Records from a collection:
● ● ● ●

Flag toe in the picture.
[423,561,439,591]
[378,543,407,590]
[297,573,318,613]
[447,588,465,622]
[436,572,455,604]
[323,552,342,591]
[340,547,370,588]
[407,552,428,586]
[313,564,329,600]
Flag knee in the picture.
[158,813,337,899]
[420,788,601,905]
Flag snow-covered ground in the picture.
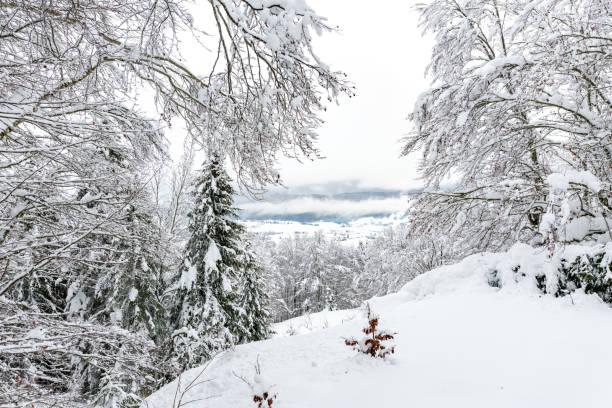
[147,246,612,408]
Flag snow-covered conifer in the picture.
[404,0,612,252]
[173,153,267,367]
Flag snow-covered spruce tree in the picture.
[0,0,351,406]
[237,242,270,343]
[404,0,612,255]
[172,153,268,368]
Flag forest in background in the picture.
[0,0,612,408]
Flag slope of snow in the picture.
[147,246,612,408]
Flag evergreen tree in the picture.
[239,244,270,342]
[173,154,267,368]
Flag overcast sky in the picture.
[165,0,432,194]
[272,0,431,190]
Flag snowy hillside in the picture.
[146,245,612,408]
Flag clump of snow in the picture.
[204,239,221,269]
[178,259,198,289]
[128,288,138,302]
[546,170,602,193]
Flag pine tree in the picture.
[173,154,267,368]
[239,245,270,342]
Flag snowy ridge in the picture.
[145,245,612,408]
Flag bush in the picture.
[344,303,397,359]
[555,251,612,304]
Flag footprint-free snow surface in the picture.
[147,247,612,408]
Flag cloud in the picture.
[240,196,408,218]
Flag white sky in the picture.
[279,0,431,190]
[166,0,432,193]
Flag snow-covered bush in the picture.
[404,0,612,253]
[557,249,612,305]
[234,356,277,408]
[344,303,397,359]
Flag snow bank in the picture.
[145,245,612,408]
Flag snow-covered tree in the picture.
[172,154,267,367]
[0,0,351,406]
[238,243,270,343]
[404,0,612,251]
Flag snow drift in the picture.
[144,245,612,408]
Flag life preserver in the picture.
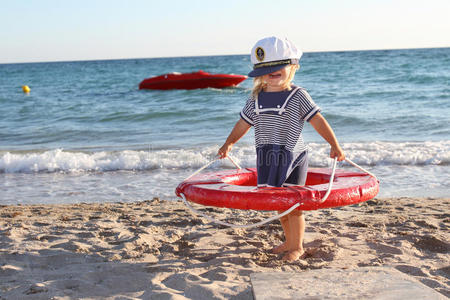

● ● ● ●

● YOUR INSTRUCTIONS
Copy every row above word for word, leaving out the pictures.

● IN RESPONSE
Flag toe in the picture.
[423,561,439,591]
[378,543,407,590]
[297,573,318,613]
[447,588,465,622]
[436,572,455,604]
[323,552,342,591]
[340,547,370,588]
[407,552,428,586]
[313,564,329,600]
Flag knee in the picture.
[158,813,337,899]
[420,788,601,905]
Flag snow-covered ground in the picture.
[147,246,612,408]
Flag snow-covered conifer in the picture.
[404,0,612,252]
[173,153,267,367]
Flag snow-covered spruce tree in the picture.
[0,0,351,406]
[237,242,270,343]
[404,0,612,255]
[172,153,268,368]
Flag forest in background in the picture.
[0,0,612,408]
Flag slope of snow in the picture.
[147,246,612,408]
Flag evergreen tree in the picture.
[239,244,270,342]
[173,154,267,368]
Flag overcast sky in the picture.
[165,0,432,194]
[272,0,431,190]
Flag snowy hillside in the picture.
[146,245,612,408]
Flag clump of snow in the picture.
[204,239,221,269]
[178,259,198,289]
[128,288,138,302]
[546,170,602,193]
Flag pine tree in the picture.
[173,154,267,368]
[239,245,270,342]
Flag snowy ridge in the picture.
[145,245,612,408]
Flag bush in the picture.
[344,303,397,359]
[555,251,612,304]
Flag footprint-free snow surface in the picture.
[147,247,612,408]
Flag cloud in the picture.
[240,196,408,218]
Flag white sky in the picture.
[279,0,431,190]
[166,0,432,193]
Flag snow-covered bush in the picture.
[404,0,612,253]
[557,249,612,305]
[234,356,277,408]
[344,303,397,359]
Flag snow bank in the picture.
[145,245,612,408]
Flag snow-covered tree in the picture.
[172,154,267,367]
[0,0,351,406]
[238,243,270,343]
[404,0,612,251]
Flag snow drift in the picture.
[144,245,612,408]
Flag life preserver in the picture.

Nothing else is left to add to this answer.